▸ Problem requirements
Search the data for the string "countertop" and copy each line in which it appears.

*** Opening of Extracted entries ***

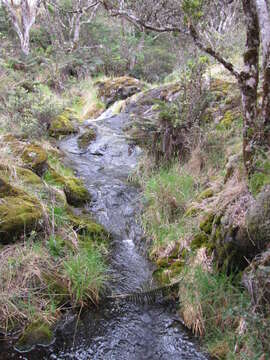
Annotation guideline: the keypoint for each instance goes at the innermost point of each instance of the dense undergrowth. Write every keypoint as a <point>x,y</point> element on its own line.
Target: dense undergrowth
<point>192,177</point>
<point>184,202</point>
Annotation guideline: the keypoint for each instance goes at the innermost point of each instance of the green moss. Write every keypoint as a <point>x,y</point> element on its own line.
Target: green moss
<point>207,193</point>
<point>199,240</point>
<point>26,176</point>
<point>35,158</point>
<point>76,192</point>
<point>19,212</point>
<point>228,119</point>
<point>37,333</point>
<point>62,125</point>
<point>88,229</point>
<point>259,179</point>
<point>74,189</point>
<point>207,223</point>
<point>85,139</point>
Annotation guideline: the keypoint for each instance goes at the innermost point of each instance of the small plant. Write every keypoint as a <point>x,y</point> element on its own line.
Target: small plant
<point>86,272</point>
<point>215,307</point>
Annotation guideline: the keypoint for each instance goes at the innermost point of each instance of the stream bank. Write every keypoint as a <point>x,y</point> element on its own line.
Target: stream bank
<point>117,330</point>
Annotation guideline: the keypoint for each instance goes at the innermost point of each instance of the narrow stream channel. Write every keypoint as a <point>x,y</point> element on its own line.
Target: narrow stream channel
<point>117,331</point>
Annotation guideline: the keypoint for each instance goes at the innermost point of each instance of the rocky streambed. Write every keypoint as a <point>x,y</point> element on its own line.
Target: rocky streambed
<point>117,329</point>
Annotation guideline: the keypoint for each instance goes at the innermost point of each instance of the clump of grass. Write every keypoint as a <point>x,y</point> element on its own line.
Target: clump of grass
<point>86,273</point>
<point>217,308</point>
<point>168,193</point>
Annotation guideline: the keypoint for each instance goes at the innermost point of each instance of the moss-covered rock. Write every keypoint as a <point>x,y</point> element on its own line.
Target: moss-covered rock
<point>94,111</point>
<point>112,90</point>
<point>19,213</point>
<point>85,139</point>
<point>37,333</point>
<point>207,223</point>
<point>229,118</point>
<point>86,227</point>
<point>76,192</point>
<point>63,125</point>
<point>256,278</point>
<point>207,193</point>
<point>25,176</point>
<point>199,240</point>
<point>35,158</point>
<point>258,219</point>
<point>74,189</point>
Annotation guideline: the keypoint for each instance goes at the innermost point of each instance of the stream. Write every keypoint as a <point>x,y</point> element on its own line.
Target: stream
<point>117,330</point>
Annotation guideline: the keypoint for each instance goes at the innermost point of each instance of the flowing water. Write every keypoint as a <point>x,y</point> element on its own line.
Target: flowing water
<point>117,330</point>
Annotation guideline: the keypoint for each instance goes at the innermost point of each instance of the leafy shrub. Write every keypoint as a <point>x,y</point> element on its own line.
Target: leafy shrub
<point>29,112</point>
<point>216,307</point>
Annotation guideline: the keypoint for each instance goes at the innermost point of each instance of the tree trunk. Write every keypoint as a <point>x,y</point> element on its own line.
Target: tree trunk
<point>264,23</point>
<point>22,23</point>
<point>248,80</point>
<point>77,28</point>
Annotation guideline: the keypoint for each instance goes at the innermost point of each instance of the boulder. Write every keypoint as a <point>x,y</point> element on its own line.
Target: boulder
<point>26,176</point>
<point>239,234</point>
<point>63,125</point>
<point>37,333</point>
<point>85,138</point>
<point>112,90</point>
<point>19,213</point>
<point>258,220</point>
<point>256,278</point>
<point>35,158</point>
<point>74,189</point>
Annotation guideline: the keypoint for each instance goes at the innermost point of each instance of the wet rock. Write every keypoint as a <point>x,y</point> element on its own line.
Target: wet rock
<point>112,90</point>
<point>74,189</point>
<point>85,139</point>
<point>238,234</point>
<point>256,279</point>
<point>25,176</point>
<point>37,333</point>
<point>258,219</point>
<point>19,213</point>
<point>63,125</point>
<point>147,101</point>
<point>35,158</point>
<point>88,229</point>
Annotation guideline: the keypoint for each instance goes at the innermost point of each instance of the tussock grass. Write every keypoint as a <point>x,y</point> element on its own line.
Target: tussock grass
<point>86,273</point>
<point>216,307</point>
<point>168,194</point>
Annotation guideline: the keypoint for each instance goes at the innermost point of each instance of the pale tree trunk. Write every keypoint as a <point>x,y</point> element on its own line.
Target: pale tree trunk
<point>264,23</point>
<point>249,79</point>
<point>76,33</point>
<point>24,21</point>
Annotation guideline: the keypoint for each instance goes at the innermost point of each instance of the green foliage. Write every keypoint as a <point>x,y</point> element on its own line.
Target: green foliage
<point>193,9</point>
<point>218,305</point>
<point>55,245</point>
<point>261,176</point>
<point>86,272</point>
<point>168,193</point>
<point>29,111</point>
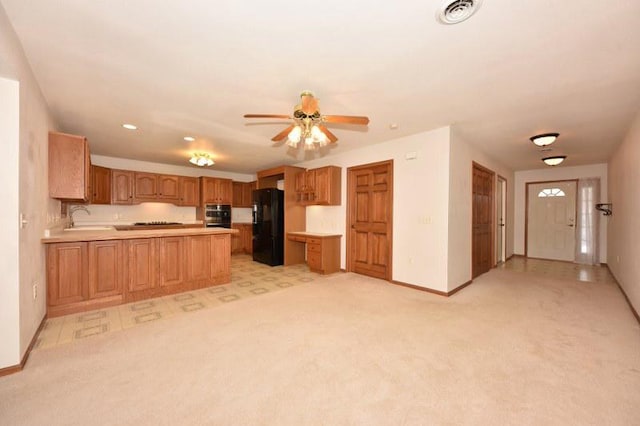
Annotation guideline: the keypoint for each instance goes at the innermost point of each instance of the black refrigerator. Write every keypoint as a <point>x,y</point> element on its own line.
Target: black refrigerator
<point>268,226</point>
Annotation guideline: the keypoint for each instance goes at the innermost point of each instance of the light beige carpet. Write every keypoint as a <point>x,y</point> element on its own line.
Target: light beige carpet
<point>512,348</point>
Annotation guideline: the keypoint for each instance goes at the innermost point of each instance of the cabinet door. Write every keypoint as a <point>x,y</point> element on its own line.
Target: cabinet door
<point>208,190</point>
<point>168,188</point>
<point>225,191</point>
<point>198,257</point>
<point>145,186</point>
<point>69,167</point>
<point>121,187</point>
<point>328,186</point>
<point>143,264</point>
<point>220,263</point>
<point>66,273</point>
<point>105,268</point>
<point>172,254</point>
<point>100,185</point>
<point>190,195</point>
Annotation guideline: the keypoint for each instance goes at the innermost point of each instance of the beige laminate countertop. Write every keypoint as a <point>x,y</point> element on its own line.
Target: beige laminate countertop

*** Close of Extracted entries ***
*** Opening of Extracted entries ***

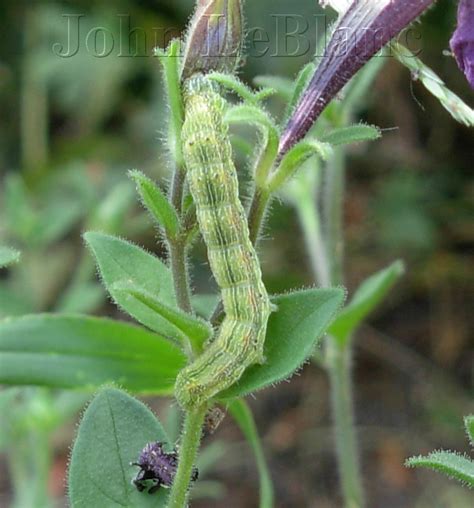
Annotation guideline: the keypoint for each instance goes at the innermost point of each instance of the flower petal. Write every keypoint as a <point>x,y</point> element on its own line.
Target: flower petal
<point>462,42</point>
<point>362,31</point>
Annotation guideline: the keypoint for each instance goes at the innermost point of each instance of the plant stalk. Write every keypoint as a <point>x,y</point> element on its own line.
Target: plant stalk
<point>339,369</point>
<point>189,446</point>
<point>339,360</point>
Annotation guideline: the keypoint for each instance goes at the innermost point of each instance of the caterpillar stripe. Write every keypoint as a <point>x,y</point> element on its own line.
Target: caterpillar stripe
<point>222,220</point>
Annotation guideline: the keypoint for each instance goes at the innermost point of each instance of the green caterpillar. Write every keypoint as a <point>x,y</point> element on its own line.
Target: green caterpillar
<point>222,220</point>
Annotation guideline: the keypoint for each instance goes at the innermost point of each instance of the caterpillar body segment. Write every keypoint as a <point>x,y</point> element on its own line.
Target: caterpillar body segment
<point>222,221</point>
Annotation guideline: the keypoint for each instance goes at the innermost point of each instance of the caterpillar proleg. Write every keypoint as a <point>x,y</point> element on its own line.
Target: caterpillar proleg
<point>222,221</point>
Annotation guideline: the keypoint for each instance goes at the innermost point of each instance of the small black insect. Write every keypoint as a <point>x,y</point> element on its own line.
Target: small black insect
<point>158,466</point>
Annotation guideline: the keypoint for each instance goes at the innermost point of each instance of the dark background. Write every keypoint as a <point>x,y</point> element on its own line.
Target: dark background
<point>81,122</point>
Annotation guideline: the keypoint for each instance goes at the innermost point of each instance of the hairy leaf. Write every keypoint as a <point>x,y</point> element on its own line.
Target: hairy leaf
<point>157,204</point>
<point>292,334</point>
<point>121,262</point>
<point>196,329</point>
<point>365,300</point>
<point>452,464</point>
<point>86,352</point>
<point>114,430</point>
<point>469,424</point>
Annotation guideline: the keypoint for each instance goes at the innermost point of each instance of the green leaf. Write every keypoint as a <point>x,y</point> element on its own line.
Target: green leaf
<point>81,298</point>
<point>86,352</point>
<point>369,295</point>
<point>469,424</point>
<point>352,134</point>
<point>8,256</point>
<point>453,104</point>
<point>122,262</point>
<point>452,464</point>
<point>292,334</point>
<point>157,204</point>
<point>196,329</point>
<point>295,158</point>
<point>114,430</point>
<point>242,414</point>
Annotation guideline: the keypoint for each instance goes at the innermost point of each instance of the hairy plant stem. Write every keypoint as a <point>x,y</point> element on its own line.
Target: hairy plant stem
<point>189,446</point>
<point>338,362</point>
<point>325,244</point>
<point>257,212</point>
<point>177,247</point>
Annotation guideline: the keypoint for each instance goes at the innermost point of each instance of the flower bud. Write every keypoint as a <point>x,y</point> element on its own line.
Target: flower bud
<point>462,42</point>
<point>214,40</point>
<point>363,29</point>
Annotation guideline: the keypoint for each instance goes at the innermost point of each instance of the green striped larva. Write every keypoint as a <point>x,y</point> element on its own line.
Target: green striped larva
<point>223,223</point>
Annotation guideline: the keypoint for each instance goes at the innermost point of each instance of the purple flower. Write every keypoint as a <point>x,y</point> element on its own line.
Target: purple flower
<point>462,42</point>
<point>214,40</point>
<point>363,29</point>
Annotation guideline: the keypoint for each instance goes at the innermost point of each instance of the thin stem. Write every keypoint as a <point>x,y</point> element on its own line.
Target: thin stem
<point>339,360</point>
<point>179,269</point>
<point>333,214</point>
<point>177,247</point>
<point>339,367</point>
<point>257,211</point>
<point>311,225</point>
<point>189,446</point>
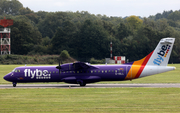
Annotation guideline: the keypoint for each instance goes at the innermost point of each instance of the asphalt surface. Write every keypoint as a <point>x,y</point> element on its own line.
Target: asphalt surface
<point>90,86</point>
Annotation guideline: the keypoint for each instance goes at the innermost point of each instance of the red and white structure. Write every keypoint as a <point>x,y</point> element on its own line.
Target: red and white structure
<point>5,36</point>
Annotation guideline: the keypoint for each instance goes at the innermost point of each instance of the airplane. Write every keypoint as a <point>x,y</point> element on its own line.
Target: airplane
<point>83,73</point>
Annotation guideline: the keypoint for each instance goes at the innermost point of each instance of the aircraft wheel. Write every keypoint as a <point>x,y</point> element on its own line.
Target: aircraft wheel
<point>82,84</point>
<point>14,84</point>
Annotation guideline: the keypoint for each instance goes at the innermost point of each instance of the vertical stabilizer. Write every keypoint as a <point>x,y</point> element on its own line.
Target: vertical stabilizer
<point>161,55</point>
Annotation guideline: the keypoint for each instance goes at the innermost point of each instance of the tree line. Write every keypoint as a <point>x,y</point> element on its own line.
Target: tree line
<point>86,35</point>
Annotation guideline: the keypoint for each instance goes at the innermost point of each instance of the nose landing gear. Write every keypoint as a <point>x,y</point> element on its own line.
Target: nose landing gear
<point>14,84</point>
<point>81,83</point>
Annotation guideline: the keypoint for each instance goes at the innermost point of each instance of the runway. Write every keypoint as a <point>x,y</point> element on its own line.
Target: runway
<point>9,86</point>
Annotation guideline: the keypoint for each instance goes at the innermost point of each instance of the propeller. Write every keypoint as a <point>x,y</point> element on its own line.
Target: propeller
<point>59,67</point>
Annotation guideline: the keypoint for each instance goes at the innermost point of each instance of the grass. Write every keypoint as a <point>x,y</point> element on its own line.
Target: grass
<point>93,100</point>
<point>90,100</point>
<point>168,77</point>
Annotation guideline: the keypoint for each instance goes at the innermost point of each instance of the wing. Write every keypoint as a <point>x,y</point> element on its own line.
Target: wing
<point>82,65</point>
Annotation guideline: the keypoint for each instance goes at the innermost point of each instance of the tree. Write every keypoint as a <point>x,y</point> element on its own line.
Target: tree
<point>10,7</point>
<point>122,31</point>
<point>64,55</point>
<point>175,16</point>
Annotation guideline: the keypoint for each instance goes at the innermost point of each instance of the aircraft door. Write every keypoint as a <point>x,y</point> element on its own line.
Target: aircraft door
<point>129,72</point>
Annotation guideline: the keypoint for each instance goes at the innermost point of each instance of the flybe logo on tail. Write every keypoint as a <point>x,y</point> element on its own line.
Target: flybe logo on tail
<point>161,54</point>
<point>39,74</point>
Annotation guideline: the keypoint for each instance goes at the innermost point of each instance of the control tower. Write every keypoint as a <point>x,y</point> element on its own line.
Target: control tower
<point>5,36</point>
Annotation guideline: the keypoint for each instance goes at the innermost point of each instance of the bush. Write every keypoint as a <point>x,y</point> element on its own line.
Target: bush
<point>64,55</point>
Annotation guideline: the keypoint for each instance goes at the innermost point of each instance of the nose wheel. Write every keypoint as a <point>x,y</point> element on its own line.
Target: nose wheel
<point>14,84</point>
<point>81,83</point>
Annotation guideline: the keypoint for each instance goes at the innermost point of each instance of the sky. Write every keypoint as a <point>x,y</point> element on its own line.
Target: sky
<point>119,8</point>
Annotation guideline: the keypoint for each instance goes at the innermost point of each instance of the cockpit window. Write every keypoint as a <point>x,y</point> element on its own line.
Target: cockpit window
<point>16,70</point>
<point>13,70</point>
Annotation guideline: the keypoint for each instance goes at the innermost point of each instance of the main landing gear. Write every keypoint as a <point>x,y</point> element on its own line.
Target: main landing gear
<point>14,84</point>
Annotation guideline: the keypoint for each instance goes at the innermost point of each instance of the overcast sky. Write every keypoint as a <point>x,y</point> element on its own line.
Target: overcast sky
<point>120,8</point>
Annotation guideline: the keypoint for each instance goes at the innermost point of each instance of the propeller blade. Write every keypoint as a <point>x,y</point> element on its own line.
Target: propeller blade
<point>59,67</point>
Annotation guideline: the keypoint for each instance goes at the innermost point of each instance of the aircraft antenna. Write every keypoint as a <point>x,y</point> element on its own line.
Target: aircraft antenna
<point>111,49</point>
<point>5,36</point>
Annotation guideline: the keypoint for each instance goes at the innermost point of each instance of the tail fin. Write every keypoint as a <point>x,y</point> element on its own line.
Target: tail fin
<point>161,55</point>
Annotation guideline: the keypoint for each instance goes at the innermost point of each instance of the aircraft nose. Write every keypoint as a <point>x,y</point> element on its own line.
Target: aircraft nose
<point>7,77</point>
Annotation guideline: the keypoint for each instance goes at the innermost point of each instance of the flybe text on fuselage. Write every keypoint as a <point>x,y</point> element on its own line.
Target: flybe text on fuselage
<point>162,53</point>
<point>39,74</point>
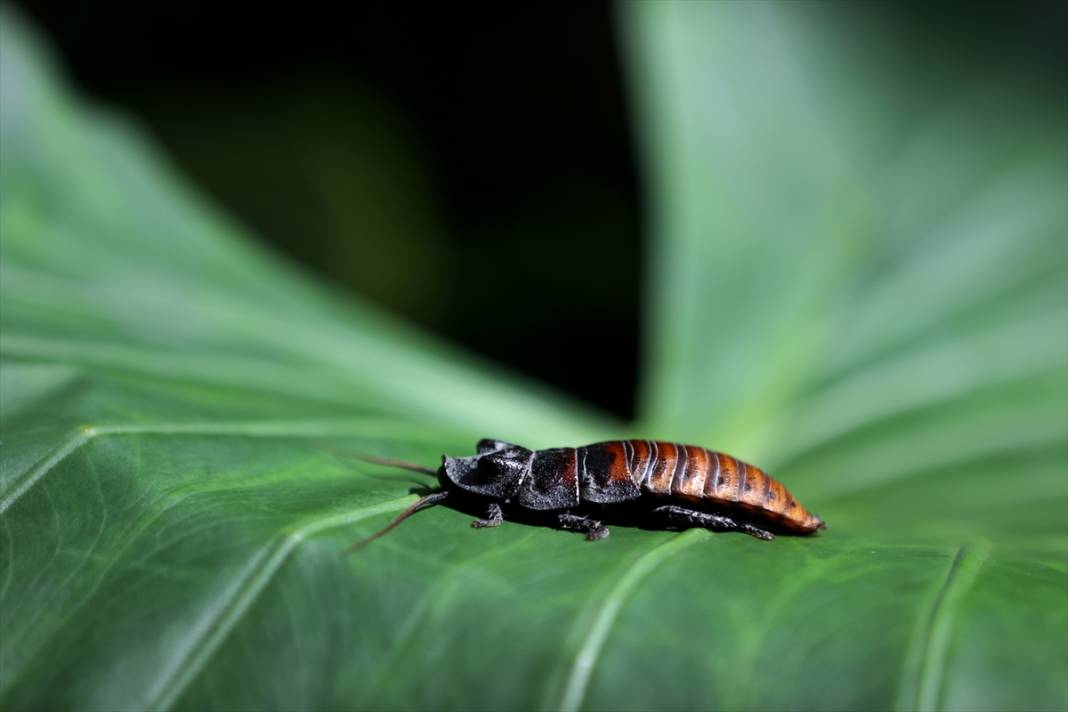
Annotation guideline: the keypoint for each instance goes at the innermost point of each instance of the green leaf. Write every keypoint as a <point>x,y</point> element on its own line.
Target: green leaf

*** Close of Extracted entries ***
*** Opening of Extracted entries ***

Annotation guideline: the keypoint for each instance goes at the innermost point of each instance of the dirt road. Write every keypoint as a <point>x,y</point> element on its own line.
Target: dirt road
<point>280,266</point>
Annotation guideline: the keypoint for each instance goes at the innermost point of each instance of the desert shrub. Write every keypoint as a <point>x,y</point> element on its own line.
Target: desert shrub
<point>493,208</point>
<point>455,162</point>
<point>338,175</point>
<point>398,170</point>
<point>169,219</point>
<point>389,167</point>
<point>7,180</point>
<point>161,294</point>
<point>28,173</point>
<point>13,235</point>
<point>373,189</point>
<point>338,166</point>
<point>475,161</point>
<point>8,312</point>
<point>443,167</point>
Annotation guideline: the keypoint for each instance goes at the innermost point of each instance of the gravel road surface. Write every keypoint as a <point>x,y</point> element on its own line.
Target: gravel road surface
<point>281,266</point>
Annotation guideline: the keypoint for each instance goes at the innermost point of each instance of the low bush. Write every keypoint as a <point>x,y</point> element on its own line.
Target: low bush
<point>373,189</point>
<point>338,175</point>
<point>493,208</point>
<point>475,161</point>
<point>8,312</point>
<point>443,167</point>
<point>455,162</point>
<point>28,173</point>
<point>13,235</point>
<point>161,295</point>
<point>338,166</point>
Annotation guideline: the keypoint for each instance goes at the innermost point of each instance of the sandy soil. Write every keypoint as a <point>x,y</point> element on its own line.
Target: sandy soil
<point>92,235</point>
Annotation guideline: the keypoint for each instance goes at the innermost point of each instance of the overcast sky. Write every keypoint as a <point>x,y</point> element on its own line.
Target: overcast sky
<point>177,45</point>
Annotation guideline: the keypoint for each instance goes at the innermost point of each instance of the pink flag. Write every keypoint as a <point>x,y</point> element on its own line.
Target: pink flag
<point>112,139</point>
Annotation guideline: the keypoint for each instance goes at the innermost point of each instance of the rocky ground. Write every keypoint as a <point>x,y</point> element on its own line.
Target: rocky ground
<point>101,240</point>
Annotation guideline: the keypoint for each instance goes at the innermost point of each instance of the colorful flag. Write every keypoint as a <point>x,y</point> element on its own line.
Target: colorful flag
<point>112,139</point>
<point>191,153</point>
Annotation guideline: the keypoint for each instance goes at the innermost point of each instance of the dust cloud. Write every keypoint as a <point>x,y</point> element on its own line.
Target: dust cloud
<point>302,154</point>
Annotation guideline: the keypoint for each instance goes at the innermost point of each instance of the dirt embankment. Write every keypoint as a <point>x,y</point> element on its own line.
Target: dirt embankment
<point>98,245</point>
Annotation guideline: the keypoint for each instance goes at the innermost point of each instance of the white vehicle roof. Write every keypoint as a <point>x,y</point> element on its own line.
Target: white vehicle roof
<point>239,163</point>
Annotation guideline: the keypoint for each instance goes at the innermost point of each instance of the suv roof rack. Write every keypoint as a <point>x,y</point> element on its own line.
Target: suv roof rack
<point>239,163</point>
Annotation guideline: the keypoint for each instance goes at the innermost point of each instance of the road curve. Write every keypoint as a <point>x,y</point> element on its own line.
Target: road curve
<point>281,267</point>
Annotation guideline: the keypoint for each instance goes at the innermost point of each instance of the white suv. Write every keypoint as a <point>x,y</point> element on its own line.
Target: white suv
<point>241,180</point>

*** Close of Extracted entries ***

▸ Response area
Annotation guideline: the keypoint for each instance goes at the innermost point of each instance of the beige laminate countertop. Write every keypoint as a <point>x,y</point> element on its own line.
Target: beige laminate countertop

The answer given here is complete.